The man shot and wounded by police after walking into a Baltimore TV station wearing an animal costume and a fake bomb will be charged with two felonies and several other crimes, authorities announced Friday.
Baltimore Police have issued an arrest warrant for 25-year-old Alex Michael Brizzi of Elkridge, Maryland, charging him with second-degree arson, malicious burning felony and six misdemeanors.
Brizzi was shot after spending two hours in a glass vestibule inside the TV station. As he left the station and walked toward SWAT officers, they gave him "many, many verbal commands" to stop, Baltimore Police Commissioner Kevin Davis said.
Three officers fired at Brizzi, who was shot three times, Davis said.
"Brizzi went down, but kept his hand on some sort of detonator device," Davis said. "He was conscious and alert as officers gave commands to him."
Davis said they had to wait to render first aid because he still appeared to have his hand on a device and had what appeared to be explosives strapped to his body, and responders disarmed him using a bomb squad robot.
Davis said he was taken to a hospital in serious but stable condition.
Brizzi is expected to survive, his father, Edward Brizzi, said.

Data under study:
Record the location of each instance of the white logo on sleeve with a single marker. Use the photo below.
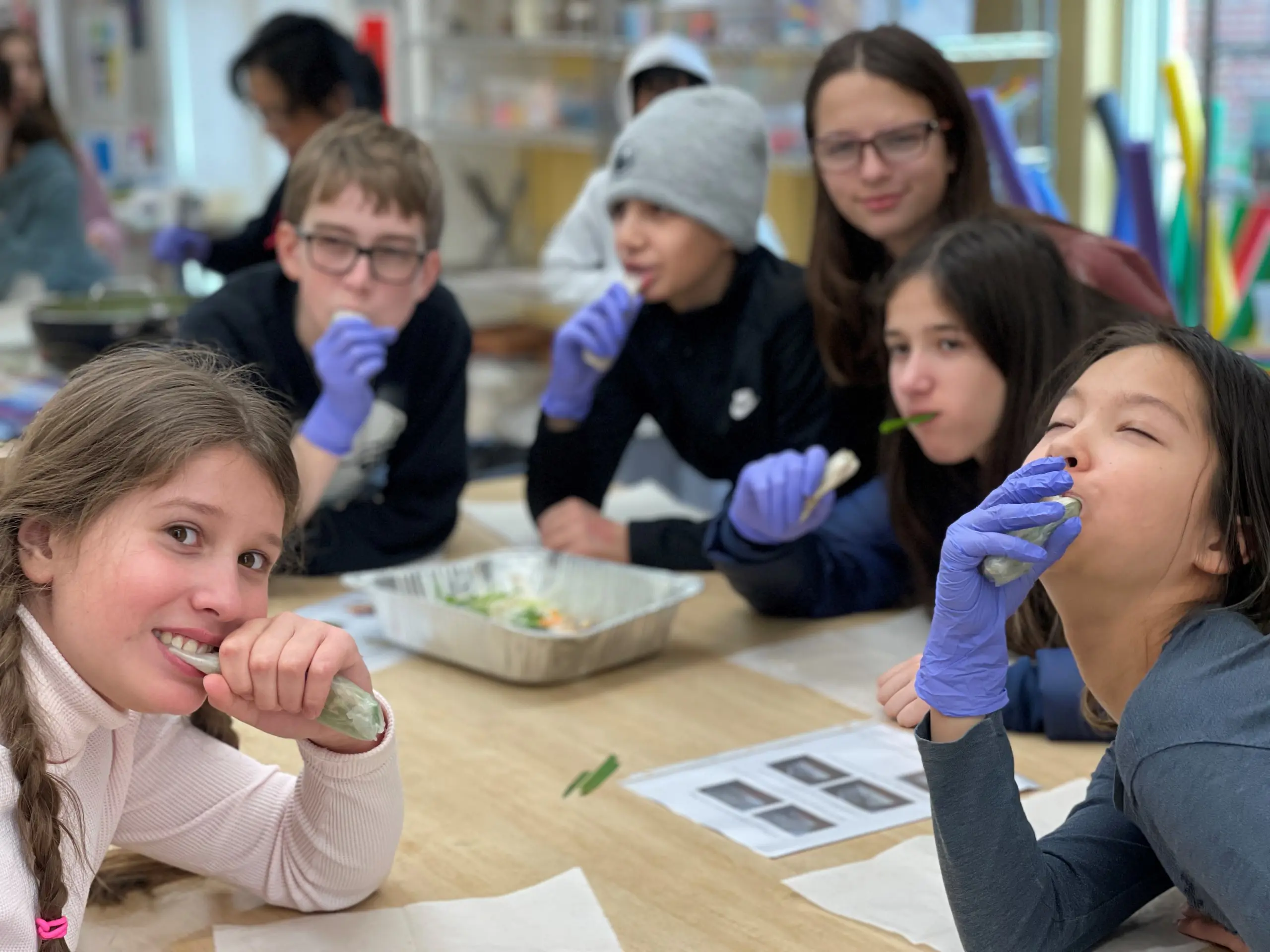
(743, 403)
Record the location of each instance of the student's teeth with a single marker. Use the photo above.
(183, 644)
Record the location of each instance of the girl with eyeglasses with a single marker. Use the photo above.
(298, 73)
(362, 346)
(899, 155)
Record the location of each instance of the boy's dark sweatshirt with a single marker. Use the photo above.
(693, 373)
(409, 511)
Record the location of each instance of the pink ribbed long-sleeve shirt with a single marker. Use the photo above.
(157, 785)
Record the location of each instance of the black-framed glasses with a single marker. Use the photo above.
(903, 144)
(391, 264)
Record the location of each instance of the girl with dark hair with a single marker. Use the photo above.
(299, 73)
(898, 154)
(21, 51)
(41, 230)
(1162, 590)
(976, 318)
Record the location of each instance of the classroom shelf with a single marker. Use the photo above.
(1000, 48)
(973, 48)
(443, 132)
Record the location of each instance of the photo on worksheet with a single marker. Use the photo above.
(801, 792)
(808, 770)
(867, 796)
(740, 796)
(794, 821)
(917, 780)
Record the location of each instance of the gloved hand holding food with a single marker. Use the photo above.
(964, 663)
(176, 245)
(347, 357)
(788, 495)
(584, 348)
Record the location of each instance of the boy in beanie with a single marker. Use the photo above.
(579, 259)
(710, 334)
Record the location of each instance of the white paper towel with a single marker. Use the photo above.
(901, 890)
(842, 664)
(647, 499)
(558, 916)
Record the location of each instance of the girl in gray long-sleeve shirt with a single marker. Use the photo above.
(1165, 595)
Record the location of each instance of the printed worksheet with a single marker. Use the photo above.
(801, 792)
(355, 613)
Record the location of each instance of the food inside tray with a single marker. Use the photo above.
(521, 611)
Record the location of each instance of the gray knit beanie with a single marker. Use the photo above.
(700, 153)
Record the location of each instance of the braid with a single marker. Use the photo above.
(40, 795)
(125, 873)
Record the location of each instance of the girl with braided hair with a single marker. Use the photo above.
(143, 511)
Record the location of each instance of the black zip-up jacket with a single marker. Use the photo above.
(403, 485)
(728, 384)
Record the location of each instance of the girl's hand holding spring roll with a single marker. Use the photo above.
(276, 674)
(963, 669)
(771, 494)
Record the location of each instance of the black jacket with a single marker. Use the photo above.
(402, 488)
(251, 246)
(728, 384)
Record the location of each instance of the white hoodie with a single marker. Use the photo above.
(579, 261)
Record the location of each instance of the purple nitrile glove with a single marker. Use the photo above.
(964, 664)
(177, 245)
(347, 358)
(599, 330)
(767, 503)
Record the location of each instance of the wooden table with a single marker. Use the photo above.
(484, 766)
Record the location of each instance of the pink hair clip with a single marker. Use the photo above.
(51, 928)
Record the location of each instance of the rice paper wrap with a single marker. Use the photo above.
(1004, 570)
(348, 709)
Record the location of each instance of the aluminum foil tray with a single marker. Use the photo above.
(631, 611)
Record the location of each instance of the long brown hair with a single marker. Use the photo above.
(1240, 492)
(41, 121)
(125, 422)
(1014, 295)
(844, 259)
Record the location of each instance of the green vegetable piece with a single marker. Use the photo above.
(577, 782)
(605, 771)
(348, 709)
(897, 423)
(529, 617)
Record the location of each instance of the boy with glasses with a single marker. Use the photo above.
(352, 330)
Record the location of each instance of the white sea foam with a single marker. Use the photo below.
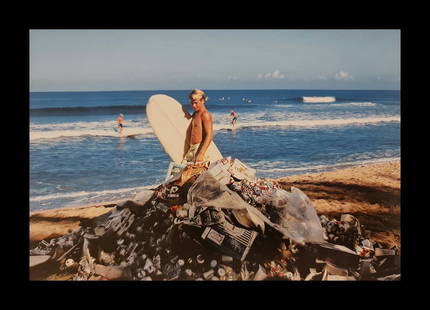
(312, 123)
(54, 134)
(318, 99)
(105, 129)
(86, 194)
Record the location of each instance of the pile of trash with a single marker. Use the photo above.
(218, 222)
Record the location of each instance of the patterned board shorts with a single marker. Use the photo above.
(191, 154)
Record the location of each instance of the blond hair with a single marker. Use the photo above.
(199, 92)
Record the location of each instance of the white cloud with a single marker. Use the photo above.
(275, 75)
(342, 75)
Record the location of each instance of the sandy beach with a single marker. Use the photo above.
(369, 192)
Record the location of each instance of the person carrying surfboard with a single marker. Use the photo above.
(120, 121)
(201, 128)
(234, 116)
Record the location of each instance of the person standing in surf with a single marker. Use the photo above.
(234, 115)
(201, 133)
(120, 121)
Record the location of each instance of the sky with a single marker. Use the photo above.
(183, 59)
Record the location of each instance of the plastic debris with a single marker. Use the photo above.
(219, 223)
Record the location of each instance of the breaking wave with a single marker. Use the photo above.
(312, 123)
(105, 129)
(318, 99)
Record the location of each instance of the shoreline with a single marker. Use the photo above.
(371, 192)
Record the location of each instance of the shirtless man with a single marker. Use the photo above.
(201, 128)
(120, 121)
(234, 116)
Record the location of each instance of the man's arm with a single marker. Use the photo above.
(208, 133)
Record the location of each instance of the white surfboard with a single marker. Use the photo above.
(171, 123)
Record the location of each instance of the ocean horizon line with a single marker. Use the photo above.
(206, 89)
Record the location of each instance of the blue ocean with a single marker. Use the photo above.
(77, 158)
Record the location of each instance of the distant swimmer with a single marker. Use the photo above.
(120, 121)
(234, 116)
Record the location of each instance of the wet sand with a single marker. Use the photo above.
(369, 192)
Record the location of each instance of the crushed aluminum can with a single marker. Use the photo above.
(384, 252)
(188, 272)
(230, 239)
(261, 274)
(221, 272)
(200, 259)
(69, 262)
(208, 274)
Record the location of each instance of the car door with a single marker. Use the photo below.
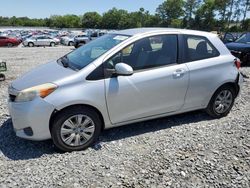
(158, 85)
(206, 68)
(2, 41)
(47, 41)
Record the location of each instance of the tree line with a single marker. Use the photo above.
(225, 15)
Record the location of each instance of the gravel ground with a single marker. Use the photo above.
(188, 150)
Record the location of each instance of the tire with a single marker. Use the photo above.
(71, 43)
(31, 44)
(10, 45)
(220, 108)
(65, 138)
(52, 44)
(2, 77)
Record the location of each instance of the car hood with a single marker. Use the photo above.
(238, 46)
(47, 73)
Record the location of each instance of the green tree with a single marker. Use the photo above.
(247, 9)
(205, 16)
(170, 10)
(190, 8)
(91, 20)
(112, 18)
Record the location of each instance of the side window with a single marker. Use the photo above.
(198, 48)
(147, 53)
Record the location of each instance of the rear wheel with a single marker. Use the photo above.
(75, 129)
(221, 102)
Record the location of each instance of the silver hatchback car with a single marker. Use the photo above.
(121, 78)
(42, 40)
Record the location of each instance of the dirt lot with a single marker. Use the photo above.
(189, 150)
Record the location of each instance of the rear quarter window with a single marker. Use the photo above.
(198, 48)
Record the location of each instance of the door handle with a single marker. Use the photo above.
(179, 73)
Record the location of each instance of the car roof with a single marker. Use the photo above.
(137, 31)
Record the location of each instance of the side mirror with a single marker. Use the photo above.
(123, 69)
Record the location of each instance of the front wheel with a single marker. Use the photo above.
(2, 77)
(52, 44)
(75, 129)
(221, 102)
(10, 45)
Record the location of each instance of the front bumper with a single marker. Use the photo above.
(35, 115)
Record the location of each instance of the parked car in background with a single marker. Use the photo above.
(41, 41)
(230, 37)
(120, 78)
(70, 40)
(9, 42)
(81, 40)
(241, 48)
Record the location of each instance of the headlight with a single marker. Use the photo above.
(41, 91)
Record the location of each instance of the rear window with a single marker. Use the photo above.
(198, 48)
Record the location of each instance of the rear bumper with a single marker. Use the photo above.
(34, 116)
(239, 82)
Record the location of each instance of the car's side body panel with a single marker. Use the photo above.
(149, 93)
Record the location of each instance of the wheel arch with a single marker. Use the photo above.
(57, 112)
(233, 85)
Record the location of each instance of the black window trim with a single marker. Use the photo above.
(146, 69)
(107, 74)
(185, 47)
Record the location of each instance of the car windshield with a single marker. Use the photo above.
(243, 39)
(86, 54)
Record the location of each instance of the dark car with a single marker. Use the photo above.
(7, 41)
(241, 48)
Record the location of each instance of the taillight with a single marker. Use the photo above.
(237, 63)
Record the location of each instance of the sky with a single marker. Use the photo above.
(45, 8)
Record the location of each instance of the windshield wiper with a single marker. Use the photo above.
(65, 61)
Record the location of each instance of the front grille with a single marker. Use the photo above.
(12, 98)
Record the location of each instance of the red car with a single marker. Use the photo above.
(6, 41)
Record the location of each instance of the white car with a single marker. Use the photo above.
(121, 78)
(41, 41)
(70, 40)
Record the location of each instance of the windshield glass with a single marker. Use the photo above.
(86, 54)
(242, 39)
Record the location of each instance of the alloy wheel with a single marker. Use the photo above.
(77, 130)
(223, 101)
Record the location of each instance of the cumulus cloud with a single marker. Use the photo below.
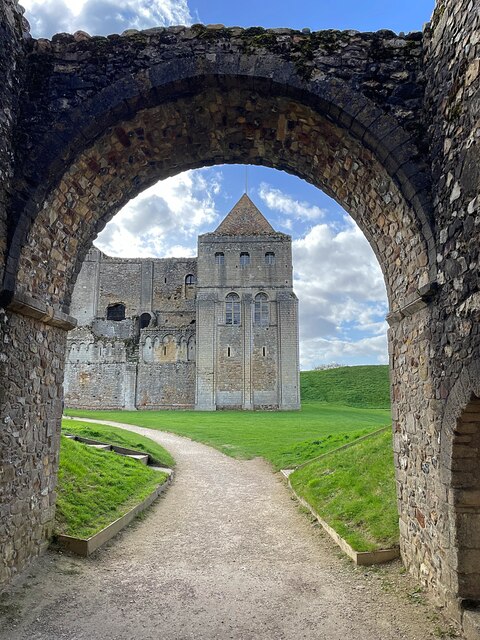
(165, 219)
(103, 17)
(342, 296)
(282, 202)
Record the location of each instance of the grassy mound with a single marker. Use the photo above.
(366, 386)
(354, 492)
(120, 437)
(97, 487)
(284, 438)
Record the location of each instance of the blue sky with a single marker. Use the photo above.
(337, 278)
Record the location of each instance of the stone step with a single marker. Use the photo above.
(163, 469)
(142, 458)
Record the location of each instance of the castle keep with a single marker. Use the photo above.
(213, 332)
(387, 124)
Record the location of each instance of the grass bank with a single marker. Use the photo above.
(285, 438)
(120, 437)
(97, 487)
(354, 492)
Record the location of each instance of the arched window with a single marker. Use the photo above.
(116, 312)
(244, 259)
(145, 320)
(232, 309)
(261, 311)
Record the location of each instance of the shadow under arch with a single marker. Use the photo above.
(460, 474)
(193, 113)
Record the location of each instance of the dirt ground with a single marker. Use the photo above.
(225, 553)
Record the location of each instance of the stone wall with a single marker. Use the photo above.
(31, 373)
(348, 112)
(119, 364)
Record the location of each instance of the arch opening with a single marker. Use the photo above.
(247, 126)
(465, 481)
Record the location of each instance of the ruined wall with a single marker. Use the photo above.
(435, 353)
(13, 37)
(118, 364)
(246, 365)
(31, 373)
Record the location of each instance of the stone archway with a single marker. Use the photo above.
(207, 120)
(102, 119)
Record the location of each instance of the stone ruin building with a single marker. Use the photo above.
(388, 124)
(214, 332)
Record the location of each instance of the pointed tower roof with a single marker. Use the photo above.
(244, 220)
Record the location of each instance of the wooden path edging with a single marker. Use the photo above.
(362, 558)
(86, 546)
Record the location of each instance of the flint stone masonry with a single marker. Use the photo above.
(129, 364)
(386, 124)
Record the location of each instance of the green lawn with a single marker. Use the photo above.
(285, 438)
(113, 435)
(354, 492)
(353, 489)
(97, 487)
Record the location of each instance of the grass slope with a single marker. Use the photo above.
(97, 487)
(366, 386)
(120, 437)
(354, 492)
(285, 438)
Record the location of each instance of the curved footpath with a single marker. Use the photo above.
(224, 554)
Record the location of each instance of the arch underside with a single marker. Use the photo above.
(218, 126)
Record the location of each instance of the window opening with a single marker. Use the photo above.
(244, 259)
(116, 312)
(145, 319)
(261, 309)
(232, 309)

What you will do: Write out the whole news report on the Baltimore TV station shooting, word for word. The records are unrelated to the news report and stand on their own.

Written reply:
The man shot and wounded by police after walking into a Baltimore TV station wearing an animal costume and a fake bomb will be charged with two felonies and several other crimes, authorities announced Friday.
Baltimore Police have issued an arrest warrant for 25-year-old Alex Michael Brizzi of Elkridge, Maryland, charging him with second-degree arson, malicious burning felony and six misdemeanors.
Brizzi was shot after spending two hours in a glass vestibule inside the TV station. As he left the station and walked toward SWAT officers, they gave him "many, many verbal commands" to stop, Baltimore Police Commissioner Kevin Davis said.
Three officers fired at Brizzi, who was shot three times, Davis said.
"Brizzi went down, but kept his hand on some sort of detonator device," Davis said. "He was conscious and alert as officers gave commands to him."
Davis said they had to wait to render first aid because he still appeared to have his hand on a device and had what appeared to be explosives strapped to his body, and responders disarmed him using a bomb squad robot.
Davis said he was taken to a hospital in serious but stable condition.
Brizzi is expected to survive, his father, Edward Brizzi, said.